# Your instructions
Convert the part that opens with the line containing "[locate] the thatched" and closes with the line containing "x=190, y=185" into a two-column CSV with the headers text and answer. Give one line per row, with its text and its answer each in a single quoted field and any line breaks replaced by spaces.

——

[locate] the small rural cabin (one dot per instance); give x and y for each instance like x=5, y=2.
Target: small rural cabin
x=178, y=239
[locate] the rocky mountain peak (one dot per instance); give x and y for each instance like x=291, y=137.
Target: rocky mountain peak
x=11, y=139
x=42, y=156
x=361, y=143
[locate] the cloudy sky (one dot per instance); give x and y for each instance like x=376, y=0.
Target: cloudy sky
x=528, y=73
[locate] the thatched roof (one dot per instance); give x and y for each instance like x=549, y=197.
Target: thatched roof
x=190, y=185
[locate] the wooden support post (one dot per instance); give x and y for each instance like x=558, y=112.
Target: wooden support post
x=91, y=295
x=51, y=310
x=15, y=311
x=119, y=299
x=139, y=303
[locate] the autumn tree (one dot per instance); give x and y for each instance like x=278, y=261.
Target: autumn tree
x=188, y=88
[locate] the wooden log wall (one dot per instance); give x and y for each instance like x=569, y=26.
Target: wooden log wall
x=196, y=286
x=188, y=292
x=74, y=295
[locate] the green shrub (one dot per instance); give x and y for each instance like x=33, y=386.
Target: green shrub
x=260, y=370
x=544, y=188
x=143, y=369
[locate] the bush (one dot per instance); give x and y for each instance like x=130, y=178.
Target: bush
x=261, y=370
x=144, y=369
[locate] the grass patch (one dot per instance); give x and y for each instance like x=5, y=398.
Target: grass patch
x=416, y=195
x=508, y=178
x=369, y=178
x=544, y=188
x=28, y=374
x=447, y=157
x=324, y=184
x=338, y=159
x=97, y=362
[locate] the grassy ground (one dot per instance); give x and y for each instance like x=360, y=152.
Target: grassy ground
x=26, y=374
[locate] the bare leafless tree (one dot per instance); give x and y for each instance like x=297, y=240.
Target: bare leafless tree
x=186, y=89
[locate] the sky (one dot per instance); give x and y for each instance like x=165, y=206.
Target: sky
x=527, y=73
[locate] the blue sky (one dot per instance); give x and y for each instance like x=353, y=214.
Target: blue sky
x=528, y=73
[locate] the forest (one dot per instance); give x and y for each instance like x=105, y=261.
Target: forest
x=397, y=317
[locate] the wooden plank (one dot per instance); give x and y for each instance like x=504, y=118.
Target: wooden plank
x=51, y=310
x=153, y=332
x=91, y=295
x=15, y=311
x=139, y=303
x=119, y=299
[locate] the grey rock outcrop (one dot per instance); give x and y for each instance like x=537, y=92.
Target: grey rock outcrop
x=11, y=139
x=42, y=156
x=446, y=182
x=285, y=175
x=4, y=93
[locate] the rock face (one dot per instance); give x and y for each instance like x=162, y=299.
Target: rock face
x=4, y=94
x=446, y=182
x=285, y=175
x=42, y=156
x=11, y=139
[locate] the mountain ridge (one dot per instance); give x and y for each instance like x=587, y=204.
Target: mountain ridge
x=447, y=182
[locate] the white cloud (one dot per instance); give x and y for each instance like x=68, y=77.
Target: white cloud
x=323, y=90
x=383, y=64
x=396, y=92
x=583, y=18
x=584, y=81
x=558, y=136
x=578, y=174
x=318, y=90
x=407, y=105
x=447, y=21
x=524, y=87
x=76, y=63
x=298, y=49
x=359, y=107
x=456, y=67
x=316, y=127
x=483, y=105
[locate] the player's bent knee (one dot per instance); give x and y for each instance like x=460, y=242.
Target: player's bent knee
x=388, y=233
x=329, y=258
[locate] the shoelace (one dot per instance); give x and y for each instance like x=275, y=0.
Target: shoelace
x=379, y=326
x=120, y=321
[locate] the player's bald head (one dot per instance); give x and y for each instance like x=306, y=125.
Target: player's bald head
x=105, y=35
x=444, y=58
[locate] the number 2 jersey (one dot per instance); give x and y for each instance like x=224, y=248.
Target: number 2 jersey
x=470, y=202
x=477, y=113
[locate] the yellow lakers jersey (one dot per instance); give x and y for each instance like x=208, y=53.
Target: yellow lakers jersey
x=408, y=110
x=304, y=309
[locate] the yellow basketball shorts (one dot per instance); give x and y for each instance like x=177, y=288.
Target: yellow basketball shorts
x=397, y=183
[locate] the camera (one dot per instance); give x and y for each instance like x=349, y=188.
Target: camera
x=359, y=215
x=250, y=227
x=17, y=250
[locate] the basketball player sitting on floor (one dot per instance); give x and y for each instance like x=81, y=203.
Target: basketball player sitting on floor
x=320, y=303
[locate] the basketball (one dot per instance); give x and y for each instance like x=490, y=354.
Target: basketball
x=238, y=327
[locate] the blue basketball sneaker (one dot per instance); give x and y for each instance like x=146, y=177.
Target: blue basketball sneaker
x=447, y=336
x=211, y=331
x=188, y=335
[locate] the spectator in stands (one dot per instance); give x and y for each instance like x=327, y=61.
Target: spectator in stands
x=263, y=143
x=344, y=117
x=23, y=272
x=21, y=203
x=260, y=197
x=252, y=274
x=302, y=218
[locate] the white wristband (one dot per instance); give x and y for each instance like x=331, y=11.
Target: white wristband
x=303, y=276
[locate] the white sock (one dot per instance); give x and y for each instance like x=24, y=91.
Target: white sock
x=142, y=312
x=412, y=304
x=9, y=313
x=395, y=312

——

# Completed exercise
text,answer
"[locate] the thatched roof (one dot per instance); give x and y for each instance like x=549, y=197. Target: thatched roof","x=190, y=185"